Barclays Bank PLC (“Barclays”) announced today that it has commenced concurrently:

  • an exchange offer (the “Exchange Offer”) to exchange any and all of its iPath® S&P GSCI® Crude Oil Total Return Index ETNs due August 14, 2036 (CUSIP: 06738C760/ISIN: US06738C7609) (the “Old Notes”) for iPath® Pure Beta Crude Oil ETNs due April 18, 2041 (CUSIP: 06740P221/ISIN: US06740P2213) (the “New Notes” and together with the Old Notes, the “ETNs”); and
  • a cash tender offer (the “Tender Offer”) to purchase any and all of its Old Notes.

Each of the Exchange Offer and the Tender Offer is accompanied by a solicitation of consents (the “Consent Solicitation”) from holders of the Old Notes (the “Noteholders”) to amend certain provisions of the Old Notes as described below (the “Proposed Amendment”), subject to applicable offer and distribution restrictions. Noteholders who validly tender (and do not validly withdraw) their Old Notes pursuant to either the Exchange Offer or the Tender Offer will be deemed to have consented to the Proposed Amendment under the Consent Solicitation.

Noteholders can elect to tender their Old Notes pursuant to either the Exchange Offer or the Tender Offer. However, a tender of any Old Note under both the Exchange Offer and the Tender Offer without either tender being validly withdrawn is not valid and will not be accepted by Barclays under either the Exchange Offer or the Tender Offer.

A registration statement on Form F-4 relating to the issuance of the New Notes pursuant to the Exchange Offer has been filed with the Securities and Exchange Commission and has been declared effective as of June 16, 2021. The Exchange Offer and Consent Solicitation are being made on the terms and subject to the conditions and restrictions set out in the prospectus dated June 17, 2021 (the “Prospectus”). The Tender Offer and Consent Solicitation are being made on the terms and subject to the conditions and restrictions set out in the Offer to Purchase and Consent Solicitation Statement dated June 17, 2021 (as amended or supplemented from time to time, the “Statement”). Capitalized terms used and not otherwise defined in this announcement have the meanings given in the Prospectus or the Statement, as applicable.

The Exchange Offer, Tender Offer and Consent Solicitation commence on June 17, 2021 and will expire at 5:00 p.m., New York City time, on July 29, 2021 (the “Expiration Deadline”), unless extended or early terminated by Barclays, in which case notification to that effect will be given by or on behalf of Barclays in accordance with the methods set out in the Prospectus or the Statement, as applicable.

Barclays reserves the right, in its sole and absolute discretion, to extend, withdraw, terminate or amend the terms and conditions of, either or both of the Exchange Offer and the Tender Offer at any time for any reason.

#### [Given information]

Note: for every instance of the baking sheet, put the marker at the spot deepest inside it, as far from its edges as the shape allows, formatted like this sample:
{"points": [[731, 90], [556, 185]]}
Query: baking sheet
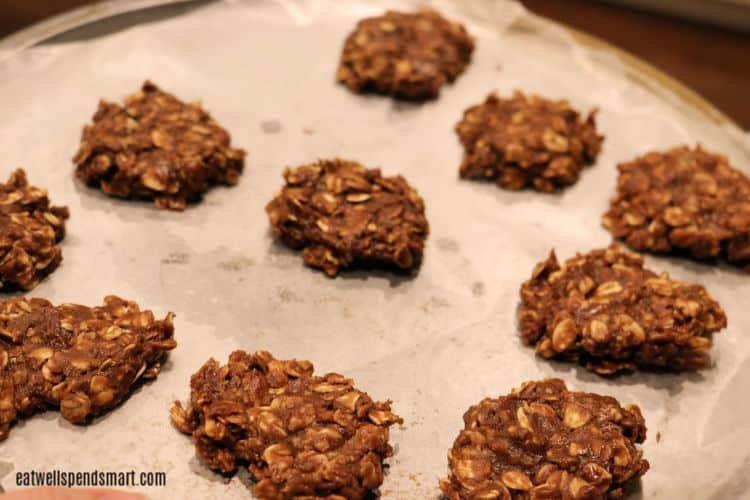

#### [Required tasks]
1 - According to the Barclays announcement, when do the Exchange Offer, Tender Offer and Consent Solicitation expire?
2 - Reproduce everything in the Barclays announcement from "The Exchange Offer, Tender" down to "out in the Prospectus or the Statement, as applicable.".
3 - Say whether each statement agrees with the Barclays announcement, answering yes or no and quoting the words that decide it.
(a) The registration statement on Form F-4 was declared effective as of June 16, 2021.
(b) A Noteholder may validly tender the same Old Note under both the Exchange Offer and the Tender Offer without withdrawing either tender.
(c) The New Notes are due August 14, 2036.

#### [Exercise responses]
1 - At 5:00 p.m., New York City time, on July 29, 2021, unless extended or early terminated by Barclays.

2 -
The Exchange Offer, Tender Offer and Consent Solicitation commence on June 17, 2021 and will expire at 5:00 p.m., New York City time, on July 29, 2021 (the “Expiration Deadline”), unless extended or early terminated by Barclays, in which case notification to that effect will be given by or on behalf of Barclays in accordance with the methods set out in the Prospectus or the Statement, as applicable.

3 -
(a) Yes: "has been declared effective as of June 16, 2021"
(b) No: "a tender of any Old Note under both the Exchange Offer and the Tender Offer without either tender being validly withdrawn is not valid"
(c) No: "iPath® Pure Beta Crude Oil ETNs due April 18, 2041"